DESCRIPTION OF THE TASK: Report each line in the entries below that contains the word "shirt".

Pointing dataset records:
....
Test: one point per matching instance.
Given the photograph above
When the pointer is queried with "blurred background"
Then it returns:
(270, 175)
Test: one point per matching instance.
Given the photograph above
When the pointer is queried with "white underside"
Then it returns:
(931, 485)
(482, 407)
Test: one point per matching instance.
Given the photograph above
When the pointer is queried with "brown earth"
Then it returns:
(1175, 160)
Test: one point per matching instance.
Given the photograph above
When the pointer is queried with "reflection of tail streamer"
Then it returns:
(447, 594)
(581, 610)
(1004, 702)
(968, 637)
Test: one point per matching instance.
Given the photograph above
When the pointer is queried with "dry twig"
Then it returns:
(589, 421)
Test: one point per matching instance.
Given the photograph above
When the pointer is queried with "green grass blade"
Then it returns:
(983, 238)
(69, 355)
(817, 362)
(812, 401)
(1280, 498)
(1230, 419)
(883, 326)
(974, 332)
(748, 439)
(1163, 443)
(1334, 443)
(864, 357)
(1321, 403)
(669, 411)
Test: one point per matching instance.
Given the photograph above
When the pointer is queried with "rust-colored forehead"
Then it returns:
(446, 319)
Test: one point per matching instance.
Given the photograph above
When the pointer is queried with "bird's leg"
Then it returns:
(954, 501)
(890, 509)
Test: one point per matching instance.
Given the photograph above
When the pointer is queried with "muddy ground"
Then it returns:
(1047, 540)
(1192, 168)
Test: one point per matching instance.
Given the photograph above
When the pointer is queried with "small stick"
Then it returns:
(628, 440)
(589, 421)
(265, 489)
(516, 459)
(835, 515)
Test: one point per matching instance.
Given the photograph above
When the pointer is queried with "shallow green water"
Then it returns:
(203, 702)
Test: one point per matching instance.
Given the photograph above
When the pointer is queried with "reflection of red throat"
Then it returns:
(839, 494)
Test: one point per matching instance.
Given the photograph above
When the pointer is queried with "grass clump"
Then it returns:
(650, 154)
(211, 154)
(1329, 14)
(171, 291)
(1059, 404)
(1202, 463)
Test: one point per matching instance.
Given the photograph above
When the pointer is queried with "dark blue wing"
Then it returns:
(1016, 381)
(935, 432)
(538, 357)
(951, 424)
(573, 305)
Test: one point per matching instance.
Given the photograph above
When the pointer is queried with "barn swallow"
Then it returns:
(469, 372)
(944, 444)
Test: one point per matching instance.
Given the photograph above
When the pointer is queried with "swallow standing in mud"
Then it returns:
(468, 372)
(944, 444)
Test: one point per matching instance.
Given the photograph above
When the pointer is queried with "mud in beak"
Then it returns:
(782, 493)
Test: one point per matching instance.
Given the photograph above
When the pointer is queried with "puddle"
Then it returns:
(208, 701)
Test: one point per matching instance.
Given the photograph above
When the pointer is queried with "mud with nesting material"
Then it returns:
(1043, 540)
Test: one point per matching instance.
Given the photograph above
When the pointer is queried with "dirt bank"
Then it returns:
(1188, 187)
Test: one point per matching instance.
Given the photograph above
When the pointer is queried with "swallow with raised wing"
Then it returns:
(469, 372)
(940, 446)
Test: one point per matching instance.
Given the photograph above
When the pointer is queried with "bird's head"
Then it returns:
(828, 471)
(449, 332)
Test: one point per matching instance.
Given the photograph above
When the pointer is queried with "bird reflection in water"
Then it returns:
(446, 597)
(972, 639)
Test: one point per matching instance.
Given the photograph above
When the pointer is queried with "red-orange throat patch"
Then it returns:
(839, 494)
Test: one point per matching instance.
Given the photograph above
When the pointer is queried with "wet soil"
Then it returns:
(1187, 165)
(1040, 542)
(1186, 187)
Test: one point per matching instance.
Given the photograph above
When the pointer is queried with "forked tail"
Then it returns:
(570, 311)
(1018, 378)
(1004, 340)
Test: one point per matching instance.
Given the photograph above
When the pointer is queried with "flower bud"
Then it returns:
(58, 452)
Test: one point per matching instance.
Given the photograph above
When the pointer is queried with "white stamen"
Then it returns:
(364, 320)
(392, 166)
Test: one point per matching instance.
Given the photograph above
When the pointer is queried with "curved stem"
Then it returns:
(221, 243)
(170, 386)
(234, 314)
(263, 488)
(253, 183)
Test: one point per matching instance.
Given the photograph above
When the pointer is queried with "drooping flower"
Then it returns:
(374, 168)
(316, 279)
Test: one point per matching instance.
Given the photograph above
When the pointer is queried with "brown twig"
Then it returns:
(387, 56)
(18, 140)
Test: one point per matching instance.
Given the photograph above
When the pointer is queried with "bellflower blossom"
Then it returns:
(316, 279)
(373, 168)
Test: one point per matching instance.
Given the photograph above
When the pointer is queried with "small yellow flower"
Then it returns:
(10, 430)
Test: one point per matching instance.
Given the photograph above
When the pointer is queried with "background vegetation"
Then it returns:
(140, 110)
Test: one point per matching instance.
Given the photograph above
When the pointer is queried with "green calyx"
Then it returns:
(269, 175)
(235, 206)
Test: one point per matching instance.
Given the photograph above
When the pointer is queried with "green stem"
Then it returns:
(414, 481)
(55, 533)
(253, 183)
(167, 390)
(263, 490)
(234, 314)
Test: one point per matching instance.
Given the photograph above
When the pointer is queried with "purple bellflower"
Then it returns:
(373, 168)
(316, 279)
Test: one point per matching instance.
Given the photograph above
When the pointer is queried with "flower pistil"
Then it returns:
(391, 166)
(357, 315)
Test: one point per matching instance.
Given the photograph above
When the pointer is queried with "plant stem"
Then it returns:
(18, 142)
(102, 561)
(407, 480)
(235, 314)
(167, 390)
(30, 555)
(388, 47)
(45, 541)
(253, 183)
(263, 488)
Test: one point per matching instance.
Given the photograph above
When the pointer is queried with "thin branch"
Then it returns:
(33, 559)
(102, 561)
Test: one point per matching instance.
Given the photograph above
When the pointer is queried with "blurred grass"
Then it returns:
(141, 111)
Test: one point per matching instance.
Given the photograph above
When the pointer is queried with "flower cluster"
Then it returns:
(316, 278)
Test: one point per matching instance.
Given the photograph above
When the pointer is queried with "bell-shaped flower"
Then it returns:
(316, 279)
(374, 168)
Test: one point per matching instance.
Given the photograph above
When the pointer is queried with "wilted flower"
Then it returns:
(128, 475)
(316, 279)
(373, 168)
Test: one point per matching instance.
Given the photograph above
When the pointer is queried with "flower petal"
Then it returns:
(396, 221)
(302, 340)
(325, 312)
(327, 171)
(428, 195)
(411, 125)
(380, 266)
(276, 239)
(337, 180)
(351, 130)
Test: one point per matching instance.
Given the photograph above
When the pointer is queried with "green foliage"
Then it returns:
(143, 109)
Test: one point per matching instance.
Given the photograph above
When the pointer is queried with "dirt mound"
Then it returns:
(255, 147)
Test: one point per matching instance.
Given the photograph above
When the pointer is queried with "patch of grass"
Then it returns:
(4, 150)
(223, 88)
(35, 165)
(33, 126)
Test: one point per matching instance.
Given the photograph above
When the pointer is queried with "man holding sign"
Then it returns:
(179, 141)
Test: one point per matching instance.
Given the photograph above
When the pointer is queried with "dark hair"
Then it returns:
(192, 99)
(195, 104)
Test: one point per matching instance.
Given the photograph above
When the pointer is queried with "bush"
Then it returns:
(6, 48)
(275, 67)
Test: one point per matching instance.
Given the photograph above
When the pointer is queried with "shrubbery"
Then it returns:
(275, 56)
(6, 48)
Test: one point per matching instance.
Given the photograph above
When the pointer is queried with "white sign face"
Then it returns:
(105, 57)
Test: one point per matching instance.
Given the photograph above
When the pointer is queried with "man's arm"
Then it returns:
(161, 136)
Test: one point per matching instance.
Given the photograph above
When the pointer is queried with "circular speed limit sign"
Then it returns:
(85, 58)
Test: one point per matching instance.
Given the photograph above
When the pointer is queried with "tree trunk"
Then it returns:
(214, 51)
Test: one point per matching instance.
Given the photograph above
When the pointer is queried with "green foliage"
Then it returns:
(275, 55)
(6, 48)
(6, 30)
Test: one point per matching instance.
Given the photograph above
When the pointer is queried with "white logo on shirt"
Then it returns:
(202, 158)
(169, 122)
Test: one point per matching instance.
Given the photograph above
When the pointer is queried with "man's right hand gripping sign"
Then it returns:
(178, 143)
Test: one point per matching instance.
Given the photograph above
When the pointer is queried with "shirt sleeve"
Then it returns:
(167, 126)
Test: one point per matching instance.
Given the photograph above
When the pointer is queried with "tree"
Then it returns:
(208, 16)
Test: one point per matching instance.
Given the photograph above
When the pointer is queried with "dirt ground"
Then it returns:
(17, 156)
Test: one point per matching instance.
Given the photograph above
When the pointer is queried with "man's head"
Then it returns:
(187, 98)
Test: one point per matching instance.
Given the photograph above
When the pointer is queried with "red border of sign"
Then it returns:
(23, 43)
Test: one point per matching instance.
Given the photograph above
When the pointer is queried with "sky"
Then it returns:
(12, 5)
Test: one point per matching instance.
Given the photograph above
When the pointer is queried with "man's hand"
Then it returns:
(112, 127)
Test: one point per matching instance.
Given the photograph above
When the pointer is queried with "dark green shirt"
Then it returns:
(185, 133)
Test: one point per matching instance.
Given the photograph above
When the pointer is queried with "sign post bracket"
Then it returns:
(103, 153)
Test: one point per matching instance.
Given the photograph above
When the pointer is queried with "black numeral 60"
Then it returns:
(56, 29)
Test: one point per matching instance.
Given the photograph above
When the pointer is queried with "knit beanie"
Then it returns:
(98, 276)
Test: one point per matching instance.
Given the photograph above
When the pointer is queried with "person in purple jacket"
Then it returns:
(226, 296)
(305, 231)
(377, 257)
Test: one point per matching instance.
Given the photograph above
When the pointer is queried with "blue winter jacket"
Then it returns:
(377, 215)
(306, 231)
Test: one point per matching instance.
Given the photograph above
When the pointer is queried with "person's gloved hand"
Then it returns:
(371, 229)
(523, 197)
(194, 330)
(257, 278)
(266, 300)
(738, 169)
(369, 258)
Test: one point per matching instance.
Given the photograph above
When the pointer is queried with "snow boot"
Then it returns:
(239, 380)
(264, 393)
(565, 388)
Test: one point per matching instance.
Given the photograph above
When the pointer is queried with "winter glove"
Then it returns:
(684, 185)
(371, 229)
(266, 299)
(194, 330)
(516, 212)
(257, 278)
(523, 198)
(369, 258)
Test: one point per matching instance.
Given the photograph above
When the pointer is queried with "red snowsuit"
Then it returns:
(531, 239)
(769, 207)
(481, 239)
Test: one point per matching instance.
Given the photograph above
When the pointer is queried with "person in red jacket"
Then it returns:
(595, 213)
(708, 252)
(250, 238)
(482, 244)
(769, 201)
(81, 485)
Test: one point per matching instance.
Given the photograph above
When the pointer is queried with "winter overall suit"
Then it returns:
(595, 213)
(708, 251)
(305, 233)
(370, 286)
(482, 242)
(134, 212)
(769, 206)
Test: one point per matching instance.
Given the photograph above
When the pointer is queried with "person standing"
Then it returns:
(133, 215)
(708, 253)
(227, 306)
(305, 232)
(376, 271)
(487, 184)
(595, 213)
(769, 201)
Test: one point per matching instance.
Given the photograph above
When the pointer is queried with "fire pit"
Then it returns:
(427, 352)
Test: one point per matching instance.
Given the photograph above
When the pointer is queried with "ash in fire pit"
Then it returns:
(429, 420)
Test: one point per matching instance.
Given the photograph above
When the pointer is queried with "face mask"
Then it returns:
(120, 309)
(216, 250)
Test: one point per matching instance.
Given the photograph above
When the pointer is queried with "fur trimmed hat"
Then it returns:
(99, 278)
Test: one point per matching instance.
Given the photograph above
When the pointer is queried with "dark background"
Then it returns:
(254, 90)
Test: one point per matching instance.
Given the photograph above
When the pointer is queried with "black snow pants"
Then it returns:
....
WRITTEN ANSWER:
When the pointer is queried with "white logo on shirt"
When the pointer is queried with "shirt sleeve"
When the pointer is queried with "dark green shirt"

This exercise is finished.